▸ Text shown:
=======
Philosophically, I agree with you Gabe. A clean "squashing" solution in O3
would be ideal. Defining "clean" for O3 is probably a subjective process in
itself. And yes, whenever I do run into problems with the CPU models it's
usually some weird squashing condition (branch mispredicts, syscalls in SE
mode, interrupts in FS, etc.)

With that said, I'd never straightforward say "commit a hack". But if the
code in the first place is confusing and someone does a hack to get a
problem to work, then that gives us some confidence that a cleaner solution
implementing the same thing will work and also provides a reference point
for that cleaner solution.

The fact that the gem5 has so many developers "guards" the repo in my
opinion, so  the diligence we have with code review keeps gem5 maintainable
(Steve's "necessarily complex" quote probably applies here somewhere in
this email!).

So in this case, since Nilay posted the fix to the reviewboard, we (the
gem5 developers) can try to make a decision about the tradeoffs and figure
out whether it's worth it to replicate the change in a "clean" way or push
it to the repo as is.

Well, that's my view anyway...Now off my soapbox!

-Korey

On Mon, Jan 2, 2012 at 1:36 AM, Gabe Black <[email protected]> wrote:

> Yes, many of the things I do for gem5 can be very frustrating.
>
> A hack that works is not necessarily any better than code that doesn't
> work because it will have to be maintained and worked with/around for a
> long time. It can cause more damage than what it's supposed to be
> fixing, and probably will.
>
> Gabe
>
> On 12/30/11 04:03, Korey Sewell wrote:
> > I can't vouch for reading all the emails but I have gone through this
> whole
> > thread (which dates back to Nov. 29th).
> >
> > Also, I'm not all the way familiar with x86 so maybe this excludes me
> from
> > understanding the problem at the detailed level, but I think I am
> starting
> > to get a good grasp of the general squashing problem here (basically
> > maintaining squash state through exception events).
> >
> > My concern is that if you don't literally "fix" the problem first, you
> can
> > get caught up in the minutia of making this big grand sweeping change and
> > then have no good way to say if "the fix" fixes anything in the first
> place.
=======
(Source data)

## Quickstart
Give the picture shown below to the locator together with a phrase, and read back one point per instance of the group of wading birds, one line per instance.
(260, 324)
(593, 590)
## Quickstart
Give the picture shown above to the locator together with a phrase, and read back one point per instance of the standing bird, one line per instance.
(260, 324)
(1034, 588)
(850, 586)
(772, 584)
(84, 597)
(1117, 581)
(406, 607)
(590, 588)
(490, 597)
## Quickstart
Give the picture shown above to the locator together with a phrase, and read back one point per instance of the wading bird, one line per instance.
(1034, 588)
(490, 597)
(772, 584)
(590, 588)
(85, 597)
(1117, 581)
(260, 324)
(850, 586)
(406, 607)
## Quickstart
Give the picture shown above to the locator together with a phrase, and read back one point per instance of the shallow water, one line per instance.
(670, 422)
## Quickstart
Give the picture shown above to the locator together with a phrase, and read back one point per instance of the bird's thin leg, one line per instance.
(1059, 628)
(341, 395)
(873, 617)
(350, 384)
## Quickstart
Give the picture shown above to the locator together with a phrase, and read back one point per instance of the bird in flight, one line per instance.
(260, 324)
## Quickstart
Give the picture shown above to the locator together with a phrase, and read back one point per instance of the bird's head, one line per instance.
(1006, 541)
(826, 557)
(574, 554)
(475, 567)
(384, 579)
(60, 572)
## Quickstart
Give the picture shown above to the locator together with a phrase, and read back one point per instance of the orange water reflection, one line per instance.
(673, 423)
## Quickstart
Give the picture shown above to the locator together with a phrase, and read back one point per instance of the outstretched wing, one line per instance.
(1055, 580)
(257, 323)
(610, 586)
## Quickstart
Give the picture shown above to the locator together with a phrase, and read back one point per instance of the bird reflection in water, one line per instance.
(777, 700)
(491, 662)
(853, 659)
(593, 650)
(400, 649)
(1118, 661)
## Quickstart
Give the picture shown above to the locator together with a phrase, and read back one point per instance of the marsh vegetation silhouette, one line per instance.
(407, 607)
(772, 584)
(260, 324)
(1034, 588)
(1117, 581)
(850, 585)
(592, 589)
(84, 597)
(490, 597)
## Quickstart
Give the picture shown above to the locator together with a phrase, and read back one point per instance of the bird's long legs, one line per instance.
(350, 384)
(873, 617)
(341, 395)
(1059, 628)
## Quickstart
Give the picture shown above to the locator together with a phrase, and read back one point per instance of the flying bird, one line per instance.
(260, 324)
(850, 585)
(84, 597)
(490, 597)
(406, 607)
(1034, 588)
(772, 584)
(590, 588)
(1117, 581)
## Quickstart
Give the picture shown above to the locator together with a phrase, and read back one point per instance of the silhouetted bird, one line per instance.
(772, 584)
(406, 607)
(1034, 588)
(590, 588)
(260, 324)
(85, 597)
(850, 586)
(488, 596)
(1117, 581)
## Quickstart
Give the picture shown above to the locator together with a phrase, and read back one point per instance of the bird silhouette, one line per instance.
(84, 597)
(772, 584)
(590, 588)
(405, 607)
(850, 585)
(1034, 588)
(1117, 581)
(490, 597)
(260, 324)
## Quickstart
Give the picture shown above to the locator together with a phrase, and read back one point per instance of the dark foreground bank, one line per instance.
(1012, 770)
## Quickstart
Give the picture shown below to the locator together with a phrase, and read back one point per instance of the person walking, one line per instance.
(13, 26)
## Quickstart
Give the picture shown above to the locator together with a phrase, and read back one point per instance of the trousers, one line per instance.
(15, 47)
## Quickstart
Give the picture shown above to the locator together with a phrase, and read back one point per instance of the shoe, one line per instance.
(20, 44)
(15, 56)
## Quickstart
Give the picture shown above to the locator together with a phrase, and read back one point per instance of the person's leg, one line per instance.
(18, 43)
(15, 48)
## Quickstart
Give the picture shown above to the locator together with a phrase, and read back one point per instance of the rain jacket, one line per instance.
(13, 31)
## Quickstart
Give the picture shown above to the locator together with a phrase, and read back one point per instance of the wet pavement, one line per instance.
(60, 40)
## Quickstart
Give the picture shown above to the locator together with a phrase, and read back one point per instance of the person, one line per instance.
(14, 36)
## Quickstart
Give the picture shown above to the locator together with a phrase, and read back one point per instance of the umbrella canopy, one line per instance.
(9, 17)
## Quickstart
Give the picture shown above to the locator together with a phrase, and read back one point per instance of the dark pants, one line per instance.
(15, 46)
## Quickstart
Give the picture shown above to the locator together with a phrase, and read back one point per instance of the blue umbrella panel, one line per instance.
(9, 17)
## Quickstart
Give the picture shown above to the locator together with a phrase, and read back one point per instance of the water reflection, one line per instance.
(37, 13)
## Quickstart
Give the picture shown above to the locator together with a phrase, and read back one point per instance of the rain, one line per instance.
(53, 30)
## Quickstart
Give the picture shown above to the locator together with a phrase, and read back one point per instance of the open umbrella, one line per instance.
=======
▸ Problems to solve:
**a)** List the squashing conditions that the gem5 email thread names as the usual cause of problems with the CPU models.
**b)** Continue the gem5 email thread from the point where it stops.

▸ Responses for each task:
**a)**
- Branch mispredicts
- Syscalls in SE mode
- Interrupts in FS

**b)**
> >
> > If Nilay or anyone could get something to the reviewboard that worked,
> hack
> > or not, then that would be a good step toward making the "clean" change
> > that I think you're referring to Gabe. We dont have to commit the code,
> but
> > on a 1st pass working is better then "not working", right? :)
> >
> > (Gabe, I do understand it can be frustrating explaining the same things
> > over/over again.)
> >
> > On Fri, Dec 30, 2011 at 3:48 AM, Gabe Black <[email protected]>
> wrote:
> >
> >> If you read my emails the problem would already be identified and
> >> understood, because I did that weeks or even months ago and explained it
> >> multiple times. A hack fix is not ok. A hack fix is why this is still
> >> broken in the first place. That's also something I explained in my
> emails.
> >>
> >> Gabe
> >>
> >> On 12/30/11 02:50, Korey Sewell wrote:
> >>> I agree with you Gabe that the squashing mechanism could be cleaned up.
> >>>
> >>> But I'd also suggest that Nilay should understand/identify the problem
> >>> first and then implement a first-pass fix without a big squashing
> revamp
> >>> (if possible).
> >>>
> >>> That way, when we (nilay, you, me, whoever) gets to revamping the
> squash
> >>> code, there is at least a set test case and trace we can use to debug
> >> with..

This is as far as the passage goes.